**Text extract:**
'Ultimate belief' definitions:

Definition of 'Ultimate belief'

From: GCIDE
  • Ultimate \Ul"ti*mate\, a. [LL. ultimatus last, extreme, fr. L. ultimare to come to an end, fr. ultimus the farthest, last, superl. from the same source as ulterior. See Ulterior, and cf. Ultimatum.]
  • 1. Farthest; most remote in space or time; extreme; last; final. [1913 Webster]
  • My harbor, and my ultimate repose. --Milton. [1913 Webster]
  • Many actions apt to procure fame are not conductive to this our ultimate happiness. --Addison. [1913 Webster]
  • 2. Last in a train of progression or consequences; tended toward by all that precedes; arrived at, as the last result; final. [1913 Webster]
  • Those ultimate truths and those universal laws of thought which we can not rationally contradict. --Coleridge. [1913 Webster]
  • 3. Incapable of further analysis; incapable of further division or separation; constituent; elemental; as, an ultimate particle; an ultimate constituent of matter. [1913 Webster]
  • Ultimate analysis (Chem.), organic analysis. See under Organic.

**Given exercise 1:** In the dictionary entry for "ultimate," which author is quoted for the line "My harbor, and my ultimate repose"?

(Records of labeled points)
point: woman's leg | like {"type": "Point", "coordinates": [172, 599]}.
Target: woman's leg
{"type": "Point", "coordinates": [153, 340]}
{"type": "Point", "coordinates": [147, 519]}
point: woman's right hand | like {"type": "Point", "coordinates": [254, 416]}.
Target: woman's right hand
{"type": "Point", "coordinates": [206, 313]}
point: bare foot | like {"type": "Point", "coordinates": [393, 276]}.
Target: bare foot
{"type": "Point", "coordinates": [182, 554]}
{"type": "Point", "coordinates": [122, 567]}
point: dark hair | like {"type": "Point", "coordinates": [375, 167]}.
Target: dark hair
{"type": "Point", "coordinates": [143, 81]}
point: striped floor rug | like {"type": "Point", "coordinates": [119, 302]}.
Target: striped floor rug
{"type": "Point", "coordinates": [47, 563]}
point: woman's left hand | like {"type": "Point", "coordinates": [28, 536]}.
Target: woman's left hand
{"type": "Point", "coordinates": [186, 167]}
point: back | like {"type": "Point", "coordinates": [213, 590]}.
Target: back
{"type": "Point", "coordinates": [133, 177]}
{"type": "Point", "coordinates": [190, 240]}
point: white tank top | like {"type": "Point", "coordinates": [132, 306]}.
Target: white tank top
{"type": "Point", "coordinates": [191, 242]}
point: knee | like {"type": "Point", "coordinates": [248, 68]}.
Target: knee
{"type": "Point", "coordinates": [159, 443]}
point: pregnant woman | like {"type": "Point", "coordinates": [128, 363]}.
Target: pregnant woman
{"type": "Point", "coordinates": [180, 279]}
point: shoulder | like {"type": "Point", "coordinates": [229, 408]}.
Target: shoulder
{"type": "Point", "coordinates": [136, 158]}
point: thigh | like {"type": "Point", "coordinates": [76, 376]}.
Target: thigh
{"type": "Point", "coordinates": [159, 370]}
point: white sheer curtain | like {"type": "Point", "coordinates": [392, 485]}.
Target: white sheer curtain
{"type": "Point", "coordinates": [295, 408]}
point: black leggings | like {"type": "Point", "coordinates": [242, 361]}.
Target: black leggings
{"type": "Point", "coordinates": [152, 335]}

**Given exercise 2:** Reproduce the listing starting at the line containing "point: thigh |" and ending with the last line of the listing, substituting "cream" for "white" and leaving everything else unchanged.

**Task result 1:** Milton

**Task result 2:**
point: thigh | like {"type": "Point", "coordinates": [76, 376]}.
Target: thigh
{"type": "Point", "coordinates": [159, 370]}
point: cream sheer curtain | like {"type": "Point", "coordinates": [392, 485]}.
Target: cream sheer curtain
{"type": "Point", "coordinates": [295, 408]}
point: black leggings | like {"type": "Point", "coordinates": [242, 361]}.
Target: black leggings
{"type": "Point", "coordinates": [152, 335]}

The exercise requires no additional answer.